* [Extract provided]:
****************

Have u tried transferring the file over a floppy/flash drive etc instead of through email? Does it work that way?


----------



## MSM Hobbes (Apr 23, 2004)

Few questions... sorry, but just want to make sure. 

You originally received this file via email, from a PC to your Mac, right?
You can only open it to view it, but not edit nor save it, right?
After saving it under a different name, same situation, right?
What version of PowerPoint is this from the PC side? Yours is Office 2004.

That stament "However, I emailed the file to a co-worker, who was able to save the file under a different name and work on that file once it had been emailed back to me." Does your coworker using Apple or PC? I imagine Apple, but just making sure... And then you were able to open, edit, and then save this but only after she had emailed it back to you.

Is it only this particular PP file, or can someone send you a different, new, fresh PP file from the same or similar [PC] source to see if same situation comes up?

Lastly, just wonder, but is there possibility that there are any embedded images, etc. that the PC recognizes that the Mac has issues with w/in this PowerPoint file?


----------



## MSY-Houston (Dec 5, 2004)

Everything you listed is accurate. Co-worker trying to open/save file has a G5. The problem has occurred with two ppt files from two different PC users. Don't know for sure, but they probably have the latest Windows Office product. Same situation, same result (PC ppt to Mac ppt).

The embedded images thought is a good one. That might actually be the problem. I'll have to investigate further.

Thanks!

m


----------

****************

* [Provided data]:
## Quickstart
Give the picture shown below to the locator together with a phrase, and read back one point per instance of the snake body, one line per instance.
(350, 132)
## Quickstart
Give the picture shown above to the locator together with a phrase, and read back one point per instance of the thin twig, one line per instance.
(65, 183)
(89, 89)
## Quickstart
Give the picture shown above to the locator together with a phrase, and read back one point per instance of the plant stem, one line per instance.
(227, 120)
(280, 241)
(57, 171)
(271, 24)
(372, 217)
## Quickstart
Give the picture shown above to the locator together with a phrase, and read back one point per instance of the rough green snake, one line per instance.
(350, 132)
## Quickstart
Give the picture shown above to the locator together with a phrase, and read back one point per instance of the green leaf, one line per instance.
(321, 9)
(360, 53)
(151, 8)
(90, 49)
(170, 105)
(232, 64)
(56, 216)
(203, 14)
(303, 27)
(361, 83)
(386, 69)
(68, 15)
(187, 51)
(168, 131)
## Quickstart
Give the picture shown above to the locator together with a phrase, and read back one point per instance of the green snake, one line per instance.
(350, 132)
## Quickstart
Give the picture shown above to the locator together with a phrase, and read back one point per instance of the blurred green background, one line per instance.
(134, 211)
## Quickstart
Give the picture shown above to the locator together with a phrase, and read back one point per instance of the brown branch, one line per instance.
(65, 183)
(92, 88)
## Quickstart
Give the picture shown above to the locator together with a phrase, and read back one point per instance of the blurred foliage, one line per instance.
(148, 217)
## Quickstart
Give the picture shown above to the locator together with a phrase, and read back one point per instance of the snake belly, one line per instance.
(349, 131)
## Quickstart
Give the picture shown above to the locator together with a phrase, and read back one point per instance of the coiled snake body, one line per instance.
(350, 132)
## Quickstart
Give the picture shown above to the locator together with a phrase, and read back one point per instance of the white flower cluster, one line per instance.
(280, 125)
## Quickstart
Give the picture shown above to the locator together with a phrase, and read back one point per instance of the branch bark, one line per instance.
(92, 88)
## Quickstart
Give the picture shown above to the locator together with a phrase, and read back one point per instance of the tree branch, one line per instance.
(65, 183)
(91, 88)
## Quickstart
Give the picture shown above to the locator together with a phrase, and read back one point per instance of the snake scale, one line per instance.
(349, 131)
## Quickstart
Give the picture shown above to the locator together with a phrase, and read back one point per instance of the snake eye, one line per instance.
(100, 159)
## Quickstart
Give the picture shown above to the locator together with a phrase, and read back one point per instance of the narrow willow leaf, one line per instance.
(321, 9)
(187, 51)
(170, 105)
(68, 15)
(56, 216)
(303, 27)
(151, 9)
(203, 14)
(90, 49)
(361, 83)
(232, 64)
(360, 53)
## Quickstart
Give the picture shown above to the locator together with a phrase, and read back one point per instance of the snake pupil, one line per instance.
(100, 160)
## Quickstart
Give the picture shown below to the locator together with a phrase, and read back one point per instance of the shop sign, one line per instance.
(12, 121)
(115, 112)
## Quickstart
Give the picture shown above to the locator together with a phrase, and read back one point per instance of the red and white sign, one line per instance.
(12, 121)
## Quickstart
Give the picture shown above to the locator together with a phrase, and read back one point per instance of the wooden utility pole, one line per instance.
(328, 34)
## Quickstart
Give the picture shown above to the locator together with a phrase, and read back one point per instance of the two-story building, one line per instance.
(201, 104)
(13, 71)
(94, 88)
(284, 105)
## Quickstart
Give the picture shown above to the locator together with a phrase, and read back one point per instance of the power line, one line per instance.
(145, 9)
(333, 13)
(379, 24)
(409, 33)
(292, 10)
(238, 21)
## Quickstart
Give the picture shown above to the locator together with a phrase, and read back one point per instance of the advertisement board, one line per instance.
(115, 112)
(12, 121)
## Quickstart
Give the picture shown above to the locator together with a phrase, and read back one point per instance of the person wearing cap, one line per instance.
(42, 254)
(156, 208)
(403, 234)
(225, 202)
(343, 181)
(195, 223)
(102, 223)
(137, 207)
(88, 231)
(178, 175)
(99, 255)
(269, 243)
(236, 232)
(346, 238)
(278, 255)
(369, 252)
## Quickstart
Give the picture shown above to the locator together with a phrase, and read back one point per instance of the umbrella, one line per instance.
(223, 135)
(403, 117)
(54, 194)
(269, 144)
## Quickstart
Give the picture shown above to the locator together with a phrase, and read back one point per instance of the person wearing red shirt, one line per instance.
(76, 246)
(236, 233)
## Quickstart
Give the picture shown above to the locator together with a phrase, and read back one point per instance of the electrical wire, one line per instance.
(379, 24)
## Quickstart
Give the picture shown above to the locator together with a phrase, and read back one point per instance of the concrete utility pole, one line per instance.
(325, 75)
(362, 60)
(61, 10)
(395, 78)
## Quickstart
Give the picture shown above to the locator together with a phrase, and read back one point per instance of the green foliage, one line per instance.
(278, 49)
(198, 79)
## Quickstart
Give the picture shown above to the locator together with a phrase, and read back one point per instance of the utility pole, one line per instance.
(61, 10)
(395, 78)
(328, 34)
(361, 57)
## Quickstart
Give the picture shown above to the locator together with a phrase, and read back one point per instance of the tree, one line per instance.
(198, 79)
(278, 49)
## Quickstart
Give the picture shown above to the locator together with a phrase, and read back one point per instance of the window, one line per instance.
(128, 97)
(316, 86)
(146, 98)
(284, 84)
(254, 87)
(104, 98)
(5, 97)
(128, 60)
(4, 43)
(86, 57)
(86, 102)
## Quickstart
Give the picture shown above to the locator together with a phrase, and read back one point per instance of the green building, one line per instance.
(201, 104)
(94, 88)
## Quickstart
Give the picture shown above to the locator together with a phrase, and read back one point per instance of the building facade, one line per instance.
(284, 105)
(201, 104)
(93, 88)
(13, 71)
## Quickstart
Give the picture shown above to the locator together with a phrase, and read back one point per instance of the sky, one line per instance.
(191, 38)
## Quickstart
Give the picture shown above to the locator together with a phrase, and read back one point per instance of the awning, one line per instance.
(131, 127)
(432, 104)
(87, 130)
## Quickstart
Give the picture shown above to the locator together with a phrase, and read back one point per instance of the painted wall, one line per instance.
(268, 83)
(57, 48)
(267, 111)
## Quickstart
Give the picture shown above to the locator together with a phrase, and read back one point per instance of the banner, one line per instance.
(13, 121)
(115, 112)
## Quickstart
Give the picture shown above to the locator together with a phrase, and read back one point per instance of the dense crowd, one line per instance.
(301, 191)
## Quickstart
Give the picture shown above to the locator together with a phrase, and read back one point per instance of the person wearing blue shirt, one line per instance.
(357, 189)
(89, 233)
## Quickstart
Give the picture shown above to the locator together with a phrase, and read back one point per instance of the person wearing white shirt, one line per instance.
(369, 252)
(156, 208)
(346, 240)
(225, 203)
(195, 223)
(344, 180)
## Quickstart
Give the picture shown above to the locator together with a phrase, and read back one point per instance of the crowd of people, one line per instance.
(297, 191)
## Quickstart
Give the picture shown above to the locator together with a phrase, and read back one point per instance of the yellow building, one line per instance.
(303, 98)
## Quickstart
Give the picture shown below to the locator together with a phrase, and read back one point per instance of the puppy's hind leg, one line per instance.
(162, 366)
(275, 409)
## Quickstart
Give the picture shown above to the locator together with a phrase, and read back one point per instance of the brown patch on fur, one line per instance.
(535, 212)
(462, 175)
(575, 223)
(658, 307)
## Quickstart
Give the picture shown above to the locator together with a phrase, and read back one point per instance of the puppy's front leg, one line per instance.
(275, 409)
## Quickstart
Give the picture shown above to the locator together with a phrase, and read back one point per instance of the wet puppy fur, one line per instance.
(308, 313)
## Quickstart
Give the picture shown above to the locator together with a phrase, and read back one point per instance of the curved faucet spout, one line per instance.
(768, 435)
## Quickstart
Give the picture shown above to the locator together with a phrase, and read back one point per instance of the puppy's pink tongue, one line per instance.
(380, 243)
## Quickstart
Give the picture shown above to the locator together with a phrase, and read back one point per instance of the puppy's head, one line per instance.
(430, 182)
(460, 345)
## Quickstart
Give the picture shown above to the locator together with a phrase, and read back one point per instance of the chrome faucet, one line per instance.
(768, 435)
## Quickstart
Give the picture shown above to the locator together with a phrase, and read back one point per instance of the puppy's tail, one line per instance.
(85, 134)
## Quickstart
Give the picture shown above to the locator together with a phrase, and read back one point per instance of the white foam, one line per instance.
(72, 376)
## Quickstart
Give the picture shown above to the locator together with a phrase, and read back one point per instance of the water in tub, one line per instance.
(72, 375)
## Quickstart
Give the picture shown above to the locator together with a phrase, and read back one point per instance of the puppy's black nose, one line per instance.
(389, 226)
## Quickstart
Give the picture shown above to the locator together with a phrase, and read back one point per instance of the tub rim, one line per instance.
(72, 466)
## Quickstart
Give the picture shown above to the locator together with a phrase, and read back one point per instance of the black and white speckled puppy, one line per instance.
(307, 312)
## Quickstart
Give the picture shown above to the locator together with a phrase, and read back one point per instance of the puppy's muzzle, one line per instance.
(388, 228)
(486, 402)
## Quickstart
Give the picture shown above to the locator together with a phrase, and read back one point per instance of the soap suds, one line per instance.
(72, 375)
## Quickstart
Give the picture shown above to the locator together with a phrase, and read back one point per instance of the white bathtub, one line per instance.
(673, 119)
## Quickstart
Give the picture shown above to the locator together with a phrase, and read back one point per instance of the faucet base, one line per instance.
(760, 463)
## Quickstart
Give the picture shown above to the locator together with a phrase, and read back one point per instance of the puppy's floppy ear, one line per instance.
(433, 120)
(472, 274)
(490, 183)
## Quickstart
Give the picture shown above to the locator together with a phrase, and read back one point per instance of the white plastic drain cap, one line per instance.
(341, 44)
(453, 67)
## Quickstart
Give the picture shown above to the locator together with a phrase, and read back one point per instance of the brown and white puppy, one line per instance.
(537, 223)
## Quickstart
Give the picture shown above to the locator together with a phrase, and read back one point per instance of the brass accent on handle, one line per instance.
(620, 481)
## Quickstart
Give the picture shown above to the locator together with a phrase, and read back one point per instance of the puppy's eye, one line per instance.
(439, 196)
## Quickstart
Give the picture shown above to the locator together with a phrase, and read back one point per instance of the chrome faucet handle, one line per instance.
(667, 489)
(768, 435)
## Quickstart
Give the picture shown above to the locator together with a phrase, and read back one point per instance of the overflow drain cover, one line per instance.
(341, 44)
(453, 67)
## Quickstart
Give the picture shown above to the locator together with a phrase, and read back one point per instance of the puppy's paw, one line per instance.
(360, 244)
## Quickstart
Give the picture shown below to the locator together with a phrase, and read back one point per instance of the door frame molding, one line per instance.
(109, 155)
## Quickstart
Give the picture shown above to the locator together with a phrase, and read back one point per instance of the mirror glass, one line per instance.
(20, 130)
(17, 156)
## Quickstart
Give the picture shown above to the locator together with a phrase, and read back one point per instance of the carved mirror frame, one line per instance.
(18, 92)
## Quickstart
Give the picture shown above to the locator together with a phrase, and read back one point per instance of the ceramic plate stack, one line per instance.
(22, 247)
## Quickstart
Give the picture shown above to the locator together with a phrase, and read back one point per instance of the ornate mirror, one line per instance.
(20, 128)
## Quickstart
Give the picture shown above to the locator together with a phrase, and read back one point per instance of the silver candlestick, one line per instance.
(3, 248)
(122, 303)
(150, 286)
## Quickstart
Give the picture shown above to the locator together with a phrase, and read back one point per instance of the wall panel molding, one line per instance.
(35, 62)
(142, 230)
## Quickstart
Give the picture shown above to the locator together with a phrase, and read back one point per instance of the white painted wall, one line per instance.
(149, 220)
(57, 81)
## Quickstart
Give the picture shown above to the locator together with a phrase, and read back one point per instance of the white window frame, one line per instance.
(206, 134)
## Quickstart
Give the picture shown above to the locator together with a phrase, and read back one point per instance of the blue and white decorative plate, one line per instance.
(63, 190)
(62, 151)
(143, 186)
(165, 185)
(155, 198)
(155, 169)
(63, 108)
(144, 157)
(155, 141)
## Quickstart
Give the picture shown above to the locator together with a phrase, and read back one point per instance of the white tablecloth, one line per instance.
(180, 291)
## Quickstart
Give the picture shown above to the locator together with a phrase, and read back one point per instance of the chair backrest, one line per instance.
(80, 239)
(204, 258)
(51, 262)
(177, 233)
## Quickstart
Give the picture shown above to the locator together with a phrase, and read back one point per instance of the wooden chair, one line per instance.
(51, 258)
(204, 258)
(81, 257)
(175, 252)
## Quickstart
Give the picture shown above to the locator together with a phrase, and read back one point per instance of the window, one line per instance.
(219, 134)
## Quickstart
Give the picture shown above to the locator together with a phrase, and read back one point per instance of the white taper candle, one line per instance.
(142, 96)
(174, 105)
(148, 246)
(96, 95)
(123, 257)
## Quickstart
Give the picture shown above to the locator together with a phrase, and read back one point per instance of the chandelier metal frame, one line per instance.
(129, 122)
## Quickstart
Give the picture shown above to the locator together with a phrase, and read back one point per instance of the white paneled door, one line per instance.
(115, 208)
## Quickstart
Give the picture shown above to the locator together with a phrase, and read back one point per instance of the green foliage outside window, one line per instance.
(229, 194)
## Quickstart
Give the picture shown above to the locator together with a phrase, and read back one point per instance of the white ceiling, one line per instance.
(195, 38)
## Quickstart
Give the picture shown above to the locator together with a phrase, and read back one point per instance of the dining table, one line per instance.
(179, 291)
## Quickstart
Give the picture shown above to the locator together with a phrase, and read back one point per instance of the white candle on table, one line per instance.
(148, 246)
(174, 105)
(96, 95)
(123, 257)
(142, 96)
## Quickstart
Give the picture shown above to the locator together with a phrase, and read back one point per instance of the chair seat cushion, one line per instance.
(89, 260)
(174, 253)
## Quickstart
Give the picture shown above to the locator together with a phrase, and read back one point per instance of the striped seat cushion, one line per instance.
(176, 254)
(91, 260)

****************

* [Written request]:
Answer from the PowerPoint forum thread:
(a) Which Office version does MSM Hobbes say the Mac user has?
(b) What computer does the co-worker trying to open and save the file have?
(c) How many different PC users' ppt files have shown the problem?

* [Exercise result]:
(a) Office 2004
(b) A G5
(c) Two